■ **Consigne 1**
Déterminez combien de lignes du listing contiennent la chaîne "window", puis donnez uniquement ce nombre.

■ **Extrait**
=======

Illustration : Mathusalem, abbaye de Canterbury

lundi 18 avril 2011

Considérations picardes et olfactives

Une fleur de saison...

Un cerisier en fleurs et une pensée pour le Japon...

Un petit tour dans les étangs de la Somme, à la faveur du beau temps, voici une quinzaine de jours. J'apprécie toujours quelques heures de ressourcement en Picardie. Routes souvent désertes qui serpentent à travers la campagne vallonnée, canal, étangs... Tout invite à la lenteur et au calme. Je traverse un paysage à présent familier. La Grande Guerre y a apposé ses marques indélébiles, mais l'heure n'est plus au silence solennel. La nature émerge de sa léthargie hivernale et c'est un déploiement de couleurs autour de moi.

Un buisson buissonnant, dans sa parure de printemps

Un esprit un peu guinguette à l'ancienne, avec sa terrasse au bord de l'eau...

Je m'offre un détour pour admirer la "belle maison" de Méaulte. L'Ancre, limpide et vive, longe le terrain. Selon mes recoupements, il s'agit du Domaine des Viviers, demeure construite pour l'avionneur Heny Potez (NB : rien à voir avec le Chat Potté). Le pavillon du gardien, avec ses rondeurs de maison de Hobbit, vaut à lui seul le détour. La bâtisse elle-même est bien cachée au fond d'un parc. Je serais prête, comme le dirait Varg Veum, à louer la boîte aux lettres, si mes moyens me le permettaient. De plus j'aurais sans doute du mal à y tenir.

=======

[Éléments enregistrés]
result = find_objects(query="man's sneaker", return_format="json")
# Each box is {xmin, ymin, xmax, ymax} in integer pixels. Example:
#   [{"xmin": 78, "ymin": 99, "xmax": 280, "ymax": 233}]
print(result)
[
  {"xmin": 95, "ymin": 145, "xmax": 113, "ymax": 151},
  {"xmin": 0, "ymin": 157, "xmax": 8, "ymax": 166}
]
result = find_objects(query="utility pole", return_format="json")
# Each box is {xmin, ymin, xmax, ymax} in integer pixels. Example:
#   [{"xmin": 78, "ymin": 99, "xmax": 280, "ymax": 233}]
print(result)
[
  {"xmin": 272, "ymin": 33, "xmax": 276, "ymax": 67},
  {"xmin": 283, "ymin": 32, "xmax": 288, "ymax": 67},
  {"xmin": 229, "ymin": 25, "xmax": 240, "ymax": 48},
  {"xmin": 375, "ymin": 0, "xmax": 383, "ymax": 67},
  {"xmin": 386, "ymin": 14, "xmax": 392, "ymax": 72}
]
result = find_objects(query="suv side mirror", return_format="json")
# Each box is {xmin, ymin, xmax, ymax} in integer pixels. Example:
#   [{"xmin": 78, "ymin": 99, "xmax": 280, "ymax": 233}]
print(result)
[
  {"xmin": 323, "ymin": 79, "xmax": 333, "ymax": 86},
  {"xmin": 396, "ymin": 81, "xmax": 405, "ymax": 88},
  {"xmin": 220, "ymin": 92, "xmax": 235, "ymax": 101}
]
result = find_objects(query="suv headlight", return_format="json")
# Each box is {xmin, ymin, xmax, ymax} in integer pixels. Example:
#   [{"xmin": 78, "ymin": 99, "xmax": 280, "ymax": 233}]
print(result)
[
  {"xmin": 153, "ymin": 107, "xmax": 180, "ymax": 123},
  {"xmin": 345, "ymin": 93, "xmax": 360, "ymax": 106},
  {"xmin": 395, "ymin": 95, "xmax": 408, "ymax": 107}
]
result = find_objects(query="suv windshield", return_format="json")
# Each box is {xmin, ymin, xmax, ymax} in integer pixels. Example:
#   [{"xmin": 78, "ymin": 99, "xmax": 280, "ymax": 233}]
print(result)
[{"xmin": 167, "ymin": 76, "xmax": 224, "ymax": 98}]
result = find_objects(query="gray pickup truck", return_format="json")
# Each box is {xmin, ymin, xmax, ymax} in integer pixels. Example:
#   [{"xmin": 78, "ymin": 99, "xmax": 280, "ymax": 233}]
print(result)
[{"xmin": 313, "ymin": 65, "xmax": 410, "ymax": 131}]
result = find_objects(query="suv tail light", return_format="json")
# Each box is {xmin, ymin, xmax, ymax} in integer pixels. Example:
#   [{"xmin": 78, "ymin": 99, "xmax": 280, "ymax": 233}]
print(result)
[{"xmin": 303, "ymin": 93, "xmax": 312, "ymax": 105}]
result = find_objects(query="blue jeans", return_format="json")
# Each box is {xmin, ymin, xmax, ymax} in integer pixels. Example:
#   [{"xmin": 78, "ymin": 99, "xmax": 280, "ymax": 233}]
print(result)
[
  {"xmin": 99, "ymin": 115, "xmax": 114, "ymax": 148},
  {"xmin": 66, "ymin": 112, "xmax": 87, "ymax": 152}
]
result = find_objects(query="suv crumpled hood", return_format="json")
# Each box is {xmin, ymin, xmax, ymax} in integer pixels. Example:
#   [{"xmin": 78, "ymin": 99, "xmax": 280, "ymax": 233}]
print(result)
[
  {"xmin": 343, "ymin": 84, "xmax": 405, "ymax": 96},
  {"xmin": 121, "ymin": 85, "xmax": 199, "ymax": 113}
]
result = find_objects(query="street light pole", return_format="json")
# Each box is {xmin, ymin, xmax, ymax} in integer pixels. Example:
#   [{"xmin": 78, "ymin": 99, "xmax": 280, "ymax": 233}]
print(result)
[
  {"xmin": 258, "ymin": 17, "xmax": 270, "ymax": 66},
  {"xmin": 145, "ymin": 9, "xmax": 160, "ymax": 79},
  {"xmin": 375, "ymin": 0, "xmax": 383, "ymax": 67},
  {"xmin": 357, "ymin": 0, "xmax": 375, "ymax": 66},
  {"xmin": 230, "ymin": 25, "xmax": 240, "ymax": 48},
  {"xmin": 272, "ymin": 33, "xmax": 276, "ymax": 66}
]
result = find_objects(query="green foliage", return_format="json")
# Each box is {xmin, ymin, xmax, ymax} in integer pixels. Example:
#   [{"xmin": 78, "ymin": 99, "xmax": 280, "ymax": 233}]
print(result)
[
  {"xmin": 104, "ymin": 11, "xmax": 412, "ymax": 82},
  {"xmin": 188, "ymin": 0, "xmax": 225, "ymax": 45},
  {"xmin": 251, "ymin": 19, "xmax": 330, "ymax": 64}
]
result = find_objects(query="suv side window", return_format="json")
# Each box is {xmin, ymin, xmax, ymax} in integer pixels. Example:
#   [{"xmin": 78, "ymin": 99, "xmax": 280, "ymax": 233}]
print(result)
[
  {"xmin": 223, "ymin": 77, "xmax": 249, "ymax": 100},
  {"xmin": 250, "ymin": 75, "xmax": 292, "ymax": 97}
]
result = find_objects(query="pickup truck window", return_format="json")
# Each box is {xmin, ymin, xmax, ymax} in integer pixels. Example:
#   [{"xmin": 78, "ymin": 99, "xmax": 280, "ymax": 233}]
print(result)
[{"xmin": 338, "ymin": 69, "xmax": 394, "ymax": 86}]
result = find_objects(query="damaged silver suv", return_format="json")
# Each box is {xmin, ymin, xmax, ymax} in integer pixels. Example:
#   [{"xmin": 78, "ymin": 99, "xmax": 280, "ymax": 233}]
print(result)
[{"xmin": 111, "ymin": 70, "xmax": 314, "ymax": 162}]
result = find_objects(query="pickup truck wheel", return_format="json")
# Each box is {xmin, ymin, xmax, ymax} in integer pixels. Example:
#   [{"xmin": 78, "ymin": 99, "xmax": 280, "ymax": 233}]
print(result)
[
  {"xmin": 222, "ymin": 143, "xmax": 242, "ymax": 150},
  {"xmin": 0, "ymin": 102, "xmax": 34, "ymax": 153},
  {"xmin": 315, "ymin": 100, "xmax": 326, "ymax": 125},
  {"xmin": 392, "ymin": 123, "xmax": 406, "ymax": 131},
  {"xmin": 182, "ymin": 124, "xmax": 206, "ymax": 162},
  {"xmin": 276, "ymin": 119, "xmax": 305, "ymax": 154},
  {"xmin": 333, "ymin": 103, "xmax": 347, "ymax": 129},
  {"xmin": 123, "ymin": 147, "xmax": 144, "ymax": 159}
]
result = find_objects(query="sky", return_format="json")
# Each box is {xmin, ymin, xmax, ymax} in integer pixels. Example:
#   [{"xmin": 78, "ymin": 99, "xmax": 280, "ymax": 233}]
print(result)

=======

■ **Consigne 2**
D'après l'extrait, quel cours d'eau longe le terrain de la « belle maison » de Méaulte ?

■ **Réponse finale 1**
2

■ **Réponse finale 2**
L'Ancre.